-- begin --
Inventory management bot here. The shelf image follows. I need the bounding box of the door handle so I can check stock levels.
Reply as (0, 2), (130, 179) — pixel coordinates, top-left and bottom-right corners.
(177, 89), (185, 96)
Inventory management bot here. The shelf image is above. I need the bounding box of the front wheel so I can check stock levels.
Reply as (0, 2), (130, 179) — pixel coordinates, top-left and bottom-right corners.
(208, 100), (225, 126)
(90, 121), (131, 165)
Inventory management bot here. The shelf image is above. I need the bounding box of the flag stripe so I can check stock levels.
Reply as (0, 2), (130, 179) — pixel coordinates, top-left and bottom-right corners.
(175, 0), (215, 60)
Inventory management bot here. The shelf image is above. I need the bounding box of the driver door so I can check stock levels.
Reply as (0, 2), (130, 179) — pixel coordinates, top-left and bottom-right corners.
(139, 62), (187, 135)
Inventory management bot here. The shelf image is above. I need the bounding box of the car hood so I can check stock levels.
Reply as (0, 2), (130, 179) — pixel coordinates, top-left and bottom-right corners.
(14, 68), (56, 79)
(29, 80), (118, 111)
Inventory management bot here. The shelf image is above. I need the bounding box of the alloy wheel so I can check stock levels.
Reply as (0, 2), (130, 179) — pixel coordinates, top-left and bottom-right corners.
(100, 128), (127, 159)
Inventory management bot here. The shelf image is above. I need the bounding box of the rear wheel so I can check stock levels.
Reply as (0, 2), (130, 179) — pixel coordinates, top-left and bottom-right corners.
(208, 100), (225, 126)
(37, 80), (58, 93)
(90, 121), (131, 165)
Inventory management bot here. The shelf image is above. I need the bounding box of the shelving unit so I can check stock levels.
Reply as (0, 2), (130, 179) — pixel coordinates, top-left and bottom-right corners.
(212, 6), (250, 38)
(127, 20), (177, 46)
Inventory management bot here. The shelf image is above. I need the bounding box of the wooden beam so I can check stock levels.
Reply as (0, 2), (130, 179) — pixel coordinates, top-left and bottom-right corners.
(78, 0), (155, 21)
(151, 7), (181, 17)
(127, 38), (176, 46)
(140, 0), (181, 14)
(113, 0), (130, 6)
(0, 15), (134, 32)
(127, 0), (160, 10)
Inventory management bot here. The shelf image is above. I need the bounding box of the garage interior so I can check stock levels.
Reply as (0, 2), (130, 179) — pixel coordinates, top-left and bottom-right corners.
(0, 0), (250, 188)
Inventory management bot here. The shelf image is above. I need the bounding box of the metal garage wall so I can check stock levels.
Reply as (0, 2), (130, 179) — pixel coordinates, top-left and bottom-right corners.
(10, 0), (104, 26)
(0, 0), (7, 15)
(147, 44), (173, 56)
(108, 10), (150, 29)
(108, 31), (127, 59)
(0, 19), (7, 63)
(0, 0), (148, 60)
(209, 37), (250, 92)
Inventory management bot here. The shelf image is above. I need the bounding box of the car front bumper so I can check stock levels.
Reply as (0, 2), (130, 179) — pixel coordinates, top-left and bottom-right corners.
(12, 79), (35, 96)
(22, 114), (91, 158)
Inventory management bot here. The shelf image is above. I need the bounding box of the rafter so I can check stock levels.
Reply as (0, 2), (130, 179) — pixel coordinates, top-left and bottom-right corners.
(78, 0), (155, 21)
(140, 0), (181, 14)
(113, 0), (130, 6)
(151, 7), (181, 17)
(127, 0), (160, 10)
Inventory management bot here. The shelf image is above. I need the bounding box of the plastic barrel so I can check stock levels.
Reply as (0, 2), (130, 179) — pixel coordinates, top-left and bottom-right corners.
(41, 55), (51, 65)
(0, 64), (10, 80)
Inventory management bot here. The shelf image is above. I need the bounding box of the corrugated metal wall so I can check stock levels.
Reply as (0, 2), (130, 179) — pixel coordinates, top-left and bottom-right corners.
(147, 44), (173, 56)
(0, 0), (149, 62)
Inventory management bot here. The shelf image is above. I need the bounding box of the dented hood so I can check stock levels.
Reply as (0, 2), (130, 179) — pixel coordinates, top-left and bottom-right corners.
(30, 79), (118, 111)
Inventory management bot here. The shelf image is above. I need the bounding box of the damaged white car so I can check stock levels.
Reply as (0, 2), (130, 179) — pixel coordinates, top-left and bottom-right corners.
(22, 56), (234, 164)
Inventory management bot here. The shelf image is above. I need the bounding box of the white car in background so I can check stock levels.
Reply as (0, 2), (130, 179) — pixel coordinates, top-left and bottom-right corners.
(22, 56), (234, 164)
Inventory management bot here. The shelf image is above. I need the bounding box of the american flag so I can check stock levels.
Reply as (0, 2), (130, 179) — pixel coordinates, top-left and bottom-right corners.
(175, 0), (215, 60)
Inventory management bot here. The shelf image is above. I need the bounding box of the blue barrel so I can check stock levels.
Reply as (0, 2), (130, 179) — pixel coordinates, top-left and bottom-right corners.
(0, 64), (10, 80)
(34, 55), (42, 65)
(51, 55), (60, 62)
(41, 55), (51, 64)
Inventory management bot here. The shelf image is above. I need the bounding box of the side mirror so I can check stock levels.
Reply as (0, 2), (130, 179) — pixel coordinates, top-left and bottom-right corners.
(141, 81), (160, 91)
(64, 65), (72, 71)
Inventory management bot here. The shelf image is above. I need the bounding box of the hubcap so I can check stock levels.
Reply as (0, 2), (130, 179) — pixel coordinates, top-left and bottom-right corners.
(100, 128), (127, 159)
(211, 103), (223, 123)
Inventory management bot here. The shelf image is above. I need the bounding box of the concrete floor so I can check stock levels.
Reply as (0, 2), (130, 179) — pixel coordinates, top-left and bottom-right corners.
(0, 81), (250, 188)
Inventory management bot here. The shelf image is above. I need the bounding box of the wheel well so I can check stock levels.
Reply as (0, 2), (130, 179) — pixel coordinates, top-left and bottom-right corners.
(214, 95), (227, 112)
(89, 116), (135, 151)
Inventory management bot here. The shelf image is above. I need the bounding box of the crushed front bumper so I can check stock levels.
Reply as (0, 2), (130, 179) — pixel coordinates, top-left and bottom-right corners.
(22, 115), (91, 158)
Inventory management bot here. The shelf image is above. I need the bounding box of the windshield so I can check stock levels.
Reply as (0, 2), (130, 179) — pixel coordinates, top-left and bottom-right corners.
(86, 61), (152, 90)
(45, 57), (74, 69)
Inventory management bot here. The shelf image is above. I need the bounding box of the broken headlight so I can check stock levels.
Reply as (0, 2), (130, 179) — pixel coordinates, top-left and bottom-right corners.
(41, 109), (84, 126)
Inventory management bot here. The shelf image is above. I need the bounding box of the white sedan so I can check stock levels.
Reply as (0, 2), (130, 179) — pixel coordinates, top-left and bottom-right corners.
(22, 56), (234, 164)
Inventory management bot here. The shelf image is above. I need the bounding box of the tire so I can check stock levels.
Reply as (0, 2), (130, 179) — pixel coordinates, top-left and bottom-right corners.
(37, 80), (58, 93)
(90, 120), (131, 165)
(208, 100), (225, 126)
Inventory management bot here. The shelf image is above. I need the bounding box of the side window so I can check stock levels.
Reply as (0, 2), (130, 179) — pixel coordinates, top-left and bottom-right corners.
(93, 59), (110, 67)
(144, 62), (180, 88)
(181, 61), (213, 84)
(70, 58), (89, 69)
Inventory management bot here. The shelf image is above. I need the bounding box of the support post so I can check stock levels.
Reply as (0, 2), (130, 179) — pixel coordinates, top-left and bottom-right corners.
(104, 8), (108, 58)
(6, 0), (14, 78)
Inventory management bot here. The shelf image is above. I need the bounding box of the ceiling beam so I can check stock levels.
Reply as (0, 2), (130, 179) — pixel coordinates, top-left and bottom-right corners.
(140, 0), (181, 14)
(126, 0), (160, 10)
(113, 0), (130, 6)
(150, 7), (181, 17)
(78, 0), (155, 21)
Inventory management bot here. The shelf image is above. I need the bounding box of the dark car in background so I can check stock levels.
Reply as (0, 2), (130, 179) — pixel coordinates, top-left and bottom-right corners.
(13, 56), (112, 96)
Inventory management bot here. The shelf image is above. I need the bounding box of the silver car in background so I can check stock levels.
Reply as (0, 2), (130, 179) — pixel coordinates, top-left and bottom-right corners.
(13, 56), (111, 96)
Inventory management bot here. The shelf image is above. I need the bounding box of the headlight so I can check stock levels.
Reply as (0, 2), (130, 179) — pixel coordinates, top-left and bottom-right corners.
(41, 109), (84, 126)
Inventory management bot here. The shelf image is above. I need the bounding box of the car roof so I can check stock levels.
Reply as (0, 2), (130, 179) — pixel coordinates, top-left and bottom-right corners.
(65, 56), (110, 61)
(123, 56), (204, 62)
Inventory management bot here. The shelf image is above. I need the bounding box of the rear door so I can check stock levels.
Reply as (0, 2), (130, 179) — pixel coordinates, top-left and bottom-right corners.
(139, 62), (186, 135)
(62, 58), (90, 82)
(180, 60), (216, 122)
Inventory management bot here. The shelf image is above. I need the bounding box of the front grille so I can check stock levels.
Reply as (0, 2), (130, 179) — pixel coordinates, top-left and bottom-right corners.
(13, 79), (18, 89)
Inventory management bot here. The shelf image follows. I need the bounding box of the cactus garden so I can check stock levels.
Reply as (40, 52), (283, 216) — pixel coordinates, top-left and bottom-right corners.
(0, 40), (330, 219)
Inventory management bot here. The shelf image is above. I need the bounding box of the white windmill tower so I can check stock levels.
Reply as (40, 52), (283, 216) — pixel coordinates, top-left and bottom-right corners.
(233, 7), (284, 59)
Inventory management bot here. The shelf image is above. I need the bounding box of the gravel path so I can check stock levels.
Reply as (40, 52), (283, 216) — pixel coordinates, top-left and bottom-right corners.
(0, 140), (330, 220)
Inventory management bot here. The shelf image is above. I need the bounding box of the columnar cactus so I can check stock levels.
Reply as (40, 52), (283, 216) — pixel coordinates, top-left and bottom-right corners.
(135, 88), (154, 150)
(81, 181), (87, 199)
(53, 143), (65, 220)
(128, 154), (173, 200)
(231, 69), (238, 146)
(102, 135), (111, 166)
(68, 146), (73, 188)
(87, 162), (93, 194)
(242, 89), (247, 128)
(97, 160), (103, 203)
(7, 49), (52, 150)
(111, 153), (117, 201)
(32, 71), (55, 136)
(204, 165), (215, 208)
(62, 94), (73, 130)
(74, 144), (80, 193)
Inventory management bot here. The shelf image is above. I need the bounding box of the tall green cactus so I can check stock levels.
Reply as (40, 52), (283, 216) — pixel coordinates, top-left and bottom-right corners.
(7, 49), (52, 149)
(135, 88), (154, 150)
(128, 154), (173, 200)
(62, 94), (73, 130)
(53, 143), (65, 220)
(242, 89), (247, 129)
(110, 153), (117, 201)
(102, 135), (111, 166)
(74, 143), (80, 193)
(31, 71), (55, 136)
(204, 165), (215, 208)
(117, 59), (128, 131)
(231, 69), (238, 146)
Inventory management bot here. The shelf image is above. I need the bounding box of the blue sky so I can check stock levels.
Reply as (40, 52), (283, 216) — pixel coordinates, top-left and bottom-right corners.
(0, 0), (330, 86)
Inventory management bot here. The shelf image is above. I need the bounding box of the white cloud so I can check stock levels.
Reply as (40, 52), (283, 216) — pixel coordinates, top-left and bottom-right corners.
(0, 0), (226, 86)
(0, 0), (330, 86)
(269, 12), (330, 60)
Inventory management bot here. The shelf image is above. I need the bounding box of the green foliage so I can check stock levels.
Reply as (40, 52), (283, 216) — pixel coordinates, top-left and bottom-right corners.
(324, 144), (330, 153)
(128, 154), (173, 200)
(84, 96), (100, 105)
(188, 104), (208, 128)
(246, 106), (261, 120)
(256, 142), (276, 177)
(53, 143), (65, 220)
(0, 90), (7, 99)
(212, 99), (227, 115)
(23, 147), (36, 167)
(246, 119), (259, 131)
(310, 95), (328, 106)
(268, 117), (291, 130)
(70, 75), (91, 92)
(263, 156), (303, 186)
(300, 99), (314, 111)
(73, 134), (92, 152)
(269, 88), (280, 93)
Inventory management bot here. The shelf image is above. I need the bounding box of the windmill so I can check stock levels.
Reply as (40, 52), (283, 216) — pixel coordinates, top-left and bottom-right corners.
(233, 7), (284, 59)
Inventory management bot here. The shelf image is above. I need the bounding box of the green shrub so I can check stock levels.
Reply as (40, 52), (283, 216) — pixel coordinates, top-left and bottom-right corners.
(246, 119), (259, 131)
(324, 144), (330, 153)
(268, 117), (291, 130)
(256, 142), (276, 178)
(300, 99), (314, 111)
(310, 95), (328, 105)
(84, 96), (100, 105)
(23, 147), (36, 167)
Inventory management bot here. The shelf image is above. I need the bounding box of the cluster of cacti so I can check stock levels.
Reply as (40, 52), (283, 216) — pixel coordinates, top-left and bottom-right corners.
-- end --
• The request
Find every line in the items above that contains the string "flag", with case counting, and copy each of those lines out in full.

• Final result
Inventory management bot here. The shelf image is above. I need the bounding box of the flag stripe so I can check stock levels.
Inventory management bot here. The shelf image is above. I need the bounding box of the american flag so I can check stock levels.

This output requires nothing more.